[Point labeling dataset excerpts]

========================================================================

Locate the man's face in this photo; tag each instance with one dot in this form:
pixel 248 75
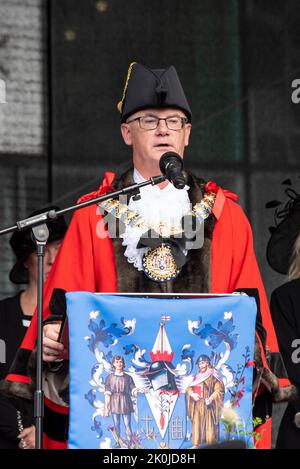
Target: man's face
pixel 31 262
pixel 203 366
pixel 149 145
pixel 118 365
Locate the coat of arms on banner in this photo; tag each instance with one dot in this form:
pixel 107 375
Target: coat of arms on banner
pixel 160 373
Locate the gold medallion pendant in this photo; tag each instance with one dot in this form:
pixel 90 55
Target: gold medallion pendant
pixel 159 264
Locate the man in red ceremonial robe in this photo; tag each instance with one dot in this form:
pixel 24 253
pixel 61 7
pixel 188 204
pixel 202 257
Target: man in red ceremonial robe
pixel 155 119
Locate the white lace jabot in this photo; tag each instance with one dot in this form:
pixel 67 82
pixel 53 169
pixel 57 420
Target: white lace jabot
pixel 168 205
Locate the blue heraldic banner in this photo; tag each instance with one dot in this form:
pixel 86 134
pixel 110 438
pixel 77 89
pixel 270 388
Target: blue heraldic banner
pixel 160 372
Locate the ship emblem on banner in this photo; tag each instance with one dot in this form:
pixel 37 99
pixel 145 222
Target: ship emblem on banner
pixel 160 373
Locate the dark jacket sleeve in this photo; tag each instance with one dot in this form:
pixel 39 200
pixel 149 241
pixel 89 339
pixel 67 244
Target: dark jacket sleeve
pixel 285 312
pixel 13 414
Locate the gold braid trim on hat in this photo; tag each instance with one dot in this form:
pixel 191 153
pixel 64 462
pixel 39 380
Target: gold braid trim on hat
pixel 120 103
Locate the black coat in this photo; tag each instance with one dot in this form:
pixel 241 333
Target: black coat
pixel 285 310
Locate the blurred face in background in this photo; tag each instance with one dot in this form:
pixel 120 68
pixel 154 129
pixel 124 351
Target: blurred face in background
pixel 31 262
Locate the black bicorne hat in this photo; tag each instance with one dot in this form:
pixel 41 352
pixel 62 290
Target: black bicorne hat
pixel 23 245
pixel 284 234
pixel 147 88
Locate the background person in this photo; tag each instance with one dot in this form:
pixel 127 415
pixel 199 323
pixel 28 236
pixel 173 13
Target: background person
pixel 16 413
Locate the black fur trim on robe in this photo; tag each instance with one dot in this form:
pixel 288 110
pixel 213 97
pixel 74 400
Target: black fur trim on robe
pixel 195 276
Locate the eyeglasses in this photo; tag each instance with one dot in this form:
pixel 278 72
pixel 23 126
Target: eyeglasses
pixel 152 122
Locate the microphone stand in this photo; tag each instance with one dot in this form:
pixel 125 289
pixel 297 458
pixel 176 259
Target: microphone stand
pixel 40 234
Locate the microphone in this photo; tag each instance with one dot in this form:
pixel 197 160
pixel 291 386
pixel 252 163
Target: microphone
pixel 171 165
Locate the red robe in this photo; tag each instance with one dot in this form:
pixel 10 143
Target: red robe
pixel 86 262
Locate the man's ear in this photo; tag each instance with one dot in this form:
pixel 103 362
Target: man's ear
pixel 188 128
pixel 126 133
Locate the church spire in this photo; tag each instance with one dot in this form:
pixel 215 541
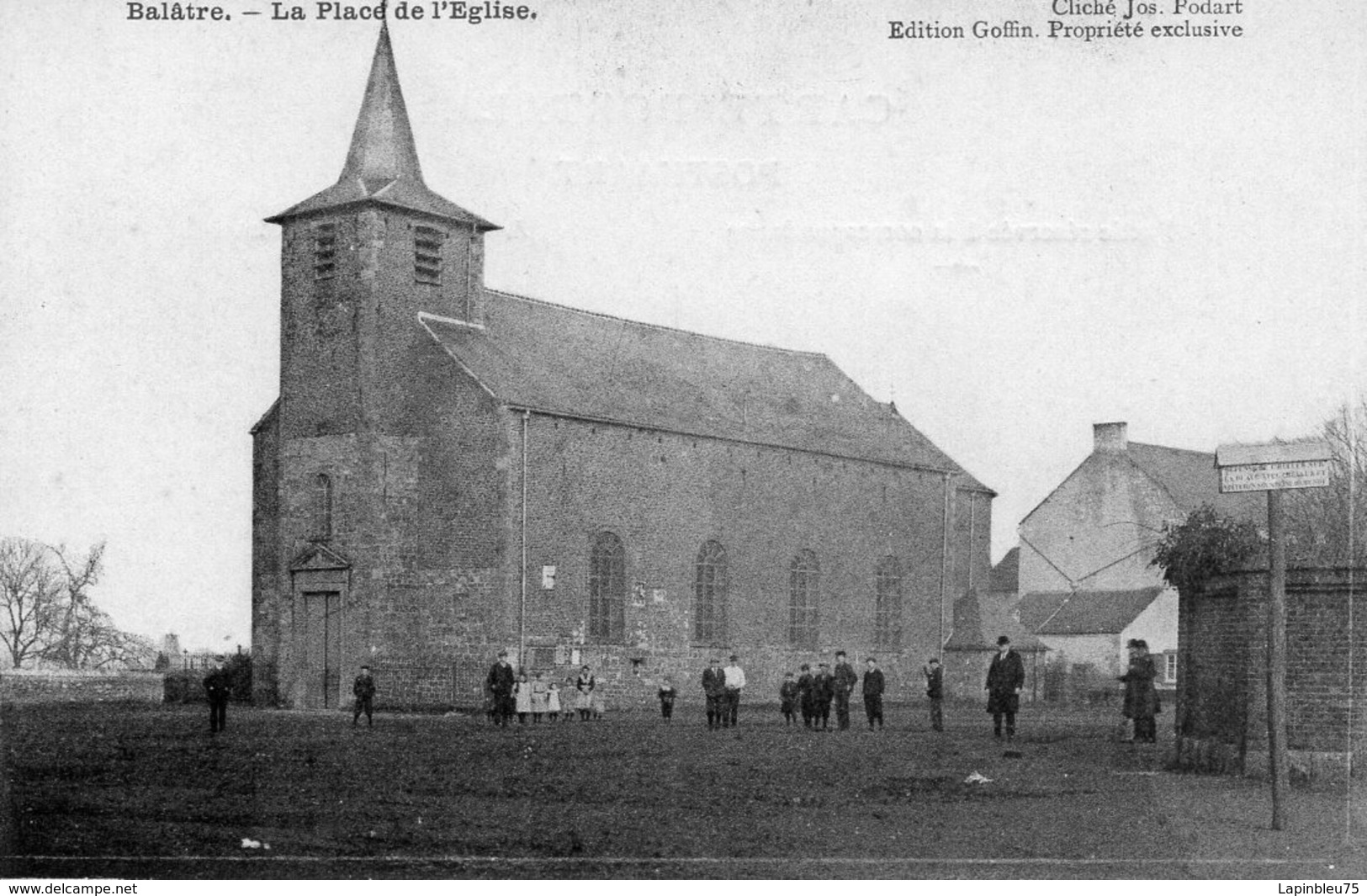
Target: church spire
pixel 382 144
pixel 382 164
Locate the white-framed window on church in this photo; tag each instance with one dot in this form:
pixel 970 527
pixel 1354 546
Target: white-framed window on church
pixel 887 603
pixel 710 594
pixel 321 508
pixel 427 255
pixel 324 251
pixel 804 581
pixel 607 590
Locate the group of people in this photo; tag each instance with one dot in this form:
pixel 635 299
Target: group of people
pixel 510 694
pixel 809 694
pixel 813 694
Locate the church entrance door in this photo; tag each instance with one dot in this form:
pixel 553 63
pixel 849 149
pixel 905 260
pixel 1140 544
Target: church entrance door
pixel 321 649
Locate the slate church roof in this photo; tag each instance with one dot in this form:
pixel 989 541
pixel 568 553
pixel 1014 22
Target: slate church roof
pixel 1084 612
pixel 553 358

========================================================================

* Written task: Update the rows, starting with the line that contains "Locate the group" and going on through the end of the rows, by changing "church entrance door" to "church front door" and leaving everything else as it is.

* Solved problem:
Locate the group of people in this photo; tag each instance with one dot in this form:
pixel 635 299
Target: group of people
pixel 510 694
pixel 809 694
pixel 813 694
Locate the church front door in this photo; tag each instance with one dot in this form:
pixel 553 63
pixel 849 149
pixel 905 260
pixel 1140 544
Target: church front door
pixel 321 649
Locate the slate church roof in this photo; tag each instance with one dot in this form:
pixel 989 541
pixel 568 553
pixel 1014 22
Target: slate church roof
pixel 1084 612
pixel 553 358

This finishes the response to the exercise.